* [RECORDS FOR PROCESSING]
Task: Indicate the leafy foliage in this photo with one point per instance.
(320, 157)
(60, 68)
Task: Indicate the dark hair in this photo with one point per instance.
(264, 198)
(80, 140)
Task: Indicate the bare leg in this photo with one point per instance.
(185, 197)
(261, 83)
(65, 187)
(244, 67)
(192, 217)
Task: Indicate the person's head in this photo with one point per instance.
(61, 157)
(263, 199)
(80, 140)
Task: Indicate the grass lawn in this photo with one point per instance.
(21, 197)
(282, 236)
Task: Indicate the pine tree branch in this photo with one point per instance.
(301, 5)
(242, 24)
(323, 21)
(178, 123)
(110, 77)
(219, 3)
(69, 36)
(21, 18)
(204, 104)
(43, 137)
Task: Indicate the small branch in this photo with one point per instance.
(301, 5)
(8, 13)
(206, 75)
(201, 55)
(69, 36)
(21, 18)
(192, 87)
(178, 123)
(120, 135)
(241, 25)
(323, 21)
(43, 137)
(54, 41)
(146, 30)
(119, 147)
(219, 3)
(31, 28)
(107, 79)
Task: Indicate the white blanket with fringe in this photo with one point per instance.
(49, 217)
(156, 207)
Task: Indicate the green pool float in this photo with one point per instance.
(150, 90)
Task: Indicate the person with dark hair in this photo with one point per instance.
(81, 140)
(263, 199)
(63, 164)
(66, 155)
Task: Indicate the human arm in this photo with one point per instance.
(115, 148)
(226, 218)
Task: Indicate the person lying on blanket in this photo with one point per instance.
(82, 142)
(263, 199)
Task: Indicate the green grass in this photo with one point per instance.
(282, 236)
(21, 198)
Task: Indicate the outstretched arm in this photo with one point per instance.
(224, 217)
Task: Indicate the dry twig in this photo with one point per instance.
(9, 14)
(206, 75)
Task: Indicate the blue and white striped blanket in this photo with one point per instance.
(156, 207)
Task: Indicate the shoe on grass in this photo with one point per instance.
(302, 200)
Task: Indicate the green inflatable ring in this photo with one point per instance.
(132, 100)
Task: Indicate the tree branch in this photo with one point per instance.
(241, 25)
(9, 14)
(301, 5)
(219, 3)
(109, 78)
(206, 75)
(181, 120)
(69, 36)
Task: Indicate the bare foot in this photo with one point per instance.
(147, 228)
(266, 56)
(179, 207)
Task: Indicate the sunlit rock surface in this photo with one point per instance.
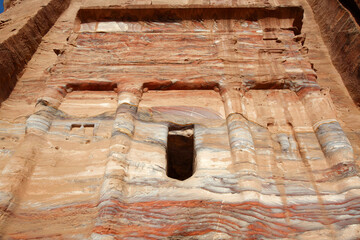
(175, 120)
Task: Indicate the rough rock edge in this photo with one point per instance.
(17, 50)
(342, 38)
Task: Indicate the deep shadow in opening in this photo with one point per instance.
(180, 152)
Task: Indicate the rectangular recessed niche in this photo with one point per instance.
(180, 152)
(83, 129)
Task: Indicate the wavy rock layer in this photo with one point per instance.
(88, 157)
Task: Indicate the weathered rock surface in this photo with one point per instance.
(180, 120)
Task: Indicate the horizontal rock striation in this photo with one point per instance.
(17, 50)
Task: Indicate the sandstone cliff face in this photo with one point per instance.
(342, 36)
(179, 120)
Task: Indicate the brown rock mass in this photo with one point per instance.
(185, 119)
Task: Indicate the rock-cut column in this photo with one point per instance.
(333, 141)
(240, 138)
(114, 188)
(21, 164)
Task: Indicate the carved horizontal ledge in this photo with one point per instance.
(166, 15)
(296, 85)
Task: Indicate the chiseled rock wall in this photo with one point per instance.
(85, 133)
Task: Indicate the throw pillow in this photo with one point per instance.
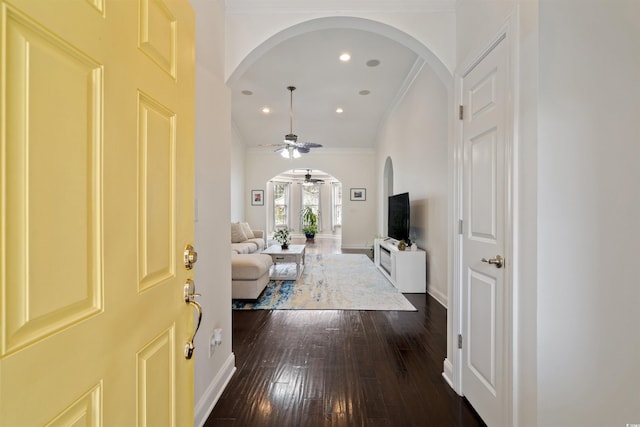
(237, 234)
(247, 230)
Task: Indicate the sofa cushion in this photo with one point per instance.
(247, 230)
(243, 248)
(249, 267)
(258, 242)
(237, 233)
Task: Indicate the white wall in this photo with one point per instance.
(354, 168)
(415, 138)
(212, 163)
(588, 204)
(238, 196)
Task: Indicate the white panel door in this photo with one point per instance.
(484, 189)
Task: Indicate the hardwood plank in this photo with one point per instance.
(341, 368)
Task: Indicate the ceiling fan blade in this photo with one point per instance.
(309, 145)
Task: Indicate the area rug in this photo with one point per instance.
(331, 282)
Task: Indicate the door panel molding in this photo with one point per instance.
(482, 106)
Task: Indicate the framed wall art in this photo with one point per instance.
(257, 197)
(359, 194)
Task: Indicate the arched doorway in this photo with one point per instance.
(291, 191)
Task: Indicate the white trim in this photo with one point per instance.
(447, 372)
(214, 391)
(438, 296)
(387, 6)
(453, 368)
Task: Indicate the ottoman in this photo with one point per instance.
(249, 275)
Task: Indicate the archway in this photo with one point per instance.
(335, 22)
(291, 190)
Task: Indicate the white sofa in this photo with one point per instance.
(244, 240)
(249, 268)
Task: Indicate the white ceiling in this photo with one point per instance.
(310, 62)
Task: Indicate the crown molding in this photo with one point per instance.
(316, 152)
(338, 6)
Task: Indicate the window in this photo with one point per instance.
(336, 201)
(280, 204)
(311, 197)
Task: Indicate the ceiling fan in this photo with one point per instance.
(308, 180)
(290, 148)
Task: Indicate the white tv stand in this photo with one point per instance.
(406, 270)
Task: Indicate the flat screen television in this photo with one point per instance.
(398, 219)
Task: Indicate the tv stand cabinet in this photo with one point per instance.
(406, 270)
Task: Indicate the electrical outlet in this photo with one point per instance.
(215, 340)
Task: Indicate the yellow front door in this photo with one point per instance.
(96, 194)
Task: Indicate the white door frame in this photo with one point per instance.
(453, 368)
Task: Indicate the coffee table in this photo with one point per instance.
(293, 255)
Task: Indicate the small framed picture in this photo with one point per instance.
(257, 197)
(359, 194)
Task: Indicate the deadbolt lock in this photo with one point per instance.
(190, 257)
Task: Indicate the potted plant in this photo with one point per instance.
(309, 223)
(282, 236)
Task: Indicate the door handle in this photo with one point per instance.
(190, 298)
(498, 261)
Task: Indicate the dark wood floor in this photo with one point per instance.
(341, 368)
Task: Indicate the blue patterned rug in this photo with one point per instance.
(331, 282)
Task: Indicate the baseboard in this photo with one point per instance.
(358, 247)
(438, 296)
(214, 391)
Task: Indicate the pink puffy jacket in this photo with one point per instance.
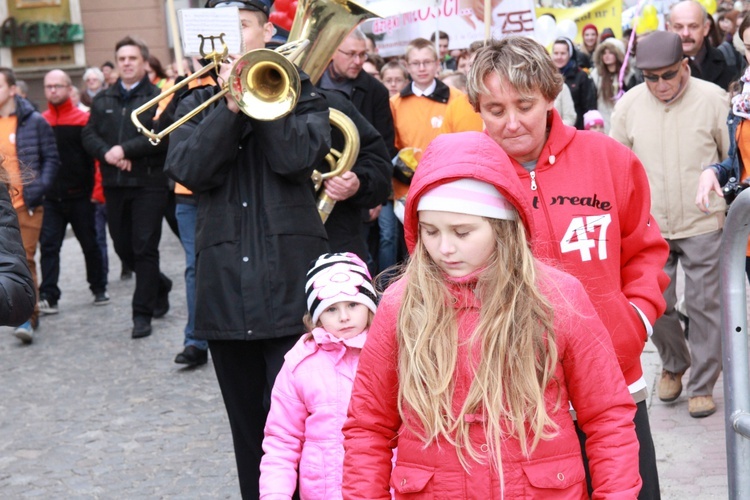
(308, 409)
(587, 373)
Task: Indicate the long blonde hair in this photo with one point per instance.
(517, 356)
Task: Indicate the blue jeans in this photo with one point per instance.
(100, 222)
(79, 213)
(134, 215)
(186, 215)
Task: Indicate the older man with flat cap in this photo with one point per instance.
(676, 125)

* [THE EXERCISE]
Recast every line of the entries above as a Markdown table with the columns "No." and "Entry Line," omitting blank lines and the pictures.

* [COMPLETE RESPONSE]
| No. | Entry Line |
|---|---|
| 1 | Task: Indicate the leafy foliage in this photo with one point per instance. |
| 2 | (320, 157) |
| 3 | (60, 68) |
| 4 | Task: Indicate the dark hair in this photo with one point per instance. |
| 5 | (264, 198) |
| 6 | (80, 140) |
| 7 | Task: Indicate the bare leg in this photo with one point per instance. |
| 8 | (185, 197) |
| 9 | (261, 83) |
| 10 | (65, 187) |
| 11 | (244, 67) |
| 12 | (192, 217) |
| 13 | Task: Indicate the person's head in this photo with one point per instance. |
| 14 | (61, 157) |
| 15 | (263, 199) |
| 16 | (80, 140) |
| 17 | Task: Indicate the grass lawn in this photo with one point per instance. |
| 18 | (21, 197) |
| 19 | (282, 236) |
| 20 | Task: Indicate the pine tree branch in this photo with one point per instance. |
| 21 | (301, 5) |
| 22 | (242, 24) |
| 23 | (323, 21) |
| 24 | (178, 123) |
| 25 | (110, 77) |
| 26 | (219, 3) |
| 27 | (69, 36) |
| 28 | (21, 18) |
| 29 | (204, 104) |
| 30 | (43, 137) |
| 31 | Task: Indicate the small branch in this photo with one point per instance. |
| 32 | (301, 5) |
| 33 | (8, 13) |
| 34 | (206, 75) |
| 35 | (201, 55) |
| 36 | (69, 36) |
| 37 | (21, 18) |
| 38 | (192, 87) |
| 39 | (178, 123) |
| 40 | (120, 135) |
| 41 | (241, 25) |
| 42 | (323, 21) |
| 43 | (43, 137) |
| 44 | (54, 41) |
| 45 | (146, 30) |
| 46 | (119, 147) |
| 47 | (219, 3) |
| 48 | (31, 28) |
| 49 | (107, 79) |
| 50 | Task: Indicate the white blanket with fringe in this photo with one point per instance. |
| 51 | (49, 217) |
| 52 | (156, 207) |
| 53 | Task: Indicate the green pool float in this photo with one point per instance. |
| 54 | (150, 90) |
| 55 | Task: Indicate the person with dark hair in this photo with one point per instance. |
| 56 | (81, 140) |
| 57 | (263, 199) |
| 58 | (63, 164) |
| 59 | (66, 155) |
| 60 | Task: Indicate the human arm in this photo with one point per instance. |
| 61 | (115, 148) |
| 62 | (226, 218) |
| 63 | Task: Indicate the person lying on blanket in this photo with one point per instance. |
| 64 | (82, 142) |
| 65 | (263, 199) |
| 66 | Task: Indicate the green grass in this photo with one point per instance. |
| 67 | (282, 236) |
| 68 | (21, 198) |
| 69 | Task: Indicate the outstretched arm in this photo with one point per instance. |
| 70 | (224, 217) |
| 71 | Task: Indicate the dry twig in this photo with one point per instance. |
| 72 | (9, 14) |
| 73 | (206, 75) |
| 74 | Task: Indicate the blue and white striped blanket in this photo with one point per instance. |
| 75 | (156, 207) |
| 76 | Task: Indicate the shoe on grass in this photo with one point per instance. |
| 77 | (302, 200) |
| 78 | Task: Indicate the green inflatable ring in this photo with one point per instance. |
| 79 | (132, 100) |
| 80 | Task: Indicate the tree branch in this photo with one point per instance. |
| 81 | (241, 25) |
| 82 | (9, 14) |
| 83 | (301, 5) |
| 84 | (219, 3) |
| 85 | (109, 78) |
| 86 | (206, 75) |
| 87 | (181, 120) |
| 88 | (69, 36) |
| 89 | Task: Indicate the bare foot in this photo with one point per instance. |
| 90 | (147, 228) |
| 91 | (266, 56) |
| 92 | (179, 207) |
| 93 | Task: Indicate the sunlit rock surface in this photo with one point per instance. |
| 94 | (175, 120) |
| 95 | Task: Indicate the rough rock edge in this photo with one point per instance. |
| 96 | (17, 50) |
| 97 | (342, 38) |
| 98 | Task: Indicate the deep shadow in opening in this photo with one point per instance. |
| 99 | (180, 152) |
| 100 | Task: Indicate the rectangular recessed niche in this photo with one point per instance. |
| 101 | (180, 152) |
| 102 | (83, 129) |
| 103 | Task: Indicate the wavy rock layer in this photo with one point per instance. |
| 104 | (88, 157) |
| 105 | Task: Indicate the weathered rock surface in this photo with one point per instance. |
| 106 | (180, 120) |
| 107 | Task: Indicate the horizontal rock striation in this photo with one point per instance. |
| 108 | (17, 50) |
| 109 | Task: Indicate the sandstone cliff face in this photo with one point per instance. |
| 110 | (342, 36) |
| 111 | (179, 120) |
| 112 | Task: Indicate the brown rock mass in this photo with one point per instance. |
| 113 | (185, 119) |
| 114 | Task: Indicate the rock-cut column in this photo with one point per instance. |
| 115 | (333, 141) |
| 116 | (240, 138) |
| 117 | (114, 188) |
| 118 | (21, 164) |
| 119 | Task: Indicate the carved horizontal ledge in this photo with one point per instance. |
| 120 | (166, 15) |
| 121 | (296, 85) |
| 122 | Task: Indicate the chiseled rock wall in this photo with one point per instance. |
| 123 | (85, 133) |
| 124 | Task: Indicate the throw pillow in this photo with one point per instance. |
| 125 | (237, 234) |
| 126 | (247, 230) |
| 127 | Task: Indicate the sofa cushion in this photo with one point per instance. |
| 128 | (247, 230) |
| 129 | (243, 248) |
| 130 | (249, 267) |
| 131 | (258, 242) |
| 132 | (237, 233) |
| 133 | Task: Indicate the white wall in this photo with one point per instance. |
| 134 | (354, 168) |
| 135 | (415, 138) |
| 136 | (212, 163) |
| 137 | (588, 204) |
| 138 | (238, 196) |
| 139 | Task: Indicate the white panel door in this photo with one point per instance. |
| 140 | (484, 189) |
| 141 | Task: Indicate the hardwood plank in this photo with one point per instance. |
| 142 | (341, 368) |
| 143 | Task: Indicate the ceiling fan blade in this photo with one point per instance. |
| 144 | (309, 145) |
| 145 | Task: Indicate the area rug in this photo with one point per instance. |
| 146 | (331, 282) |
| 147 | Task: Indicate the door panel molding in this photo with one point per instance. |
| 148 | (482, 106) |
| 149 | Task: Indicate the framed wall art in this photo with one point per instance. |
| 150 | (257, 197) |
| 151 | (359, 194) |
| 152 | Task: Indicate the arched doorway in this photo with one point per instance. |
| 153 | (291, 191) |
| 154 | Task: Indicate the white trim in this photo with one point per instance. |
| 155 | (447, 372) |
| 156 | (214, 391) |
| 157 | (438, 296) |
| 158 | (387, 6) |
| 159 | (453, 368) |
| 160 | Task: Indicate the ottoman in this photo with one point per instance. |
| 161 | (249, 275) |
| 162 | Task: Indicate the archway in this photo with one point per instance. |
| 163 | (335, 22) |
| 164 | (291, 190) |
| 165 | Task: Indicate the white sofa in this photo with one point per instance. |
| 166 | (244, 240) |
| 167 | (249, 268) |
| 168 | Task: Indicate the white ceiling in this photo with one point per instance. |
| 169 | (310, 62) |
| 170 | Task: Indicate the crown molding in this photo with one point per instance. |
| 171 | (316, 152) |
| 172 | (338, 6) |
| 173 | Task: Indicate the window in this photo with one point per instance. |
| 174 | (336, 201) |
| 175 | (280, 204) |
| 176 | (311, 197) |
| 177 | Task: Indicate the ceiling fan in this photo with one point per instance. |
| 178 | (308, 180) |
| 179 | (290, 148) |
| 180 | Task: Indicate the white tv stand in this photo with one point per instance. |
| 181 | (406, 270) |
| 182 | Task: Indicate the flat screen television in this photo with one point per instance. |
| 183 | (398, 219) |
| 184 | Task: Indicate the tv stand cabinet in this photo with one point per instance. |
| 185 | (406, 270) |
| 186 | Task: Indicate the electrical outlet in this photo with one point per instance. |
| 187 | (215, 340) |
| 188 | Task: Indicate the yellow front door in this photo with one point per instance. |
| 189 | (96, 194) |
| 190 | Task: Indicate the white door frame in this photo with one point per instance. |
| 191 | (453, 368) |
| 192 | Task: Indicate the coffee table in this photo with one point per instance. |
| 193 | (293, 255) |
| 194 | Task: Indicate the small framed picture in this photo with one point per instance. |
| 195 | (257, 197) |
| 196 | (359, 194) |
| 197 | Task: Indicate the deadbolt lock in this photo with one point per instance. |
| 198 | (190, 257) |
| 199 | Task: Indicate the potted plant in this photo with one point per instance. |
| 200 | (309, 223) |
| 201 | (282, 236) |
| 202 | Task: Indicate the door handle in this photo with one point per instance. |
| 203 | (190, 298) |
| 204 | (498, 261) |
| 205 | Task: Indicate the dark wood floor in this photo with one point per instance. |
| 206 | (341, 368) |
| 207 | Task: Indicate the blue patterned rug in this photo with one point per instance. |
| 208 | (331, 282) |
| 209 | Task: Indicate the baseboard in this photo with one point per instance. |
| 210 | (358, 247) |
| 211 | (438, 296) |
| 212 | (214, 391) |
| 213 | Task: Indicate the pink puffy jacket in this photo with one point per instance. |
| 214 | (308, 409) |
| 215 | (587, 373) |
| 216 | Task: Indicate the long blonde hair in this photo with one point per instance. |
| 217 | (517, 356) |
| 218 | Task: Indicate the blue jeans in this photo with one point per instance. |
| 219 | (100, 222) |
| 220 | (79, 213) |
| 221 | (134, 215) |
| 222 | (186, 215) |
| 223 | Task: Indicate the older man with flat cap in this photo with one point per instance. |
| 224 | (676, 125) |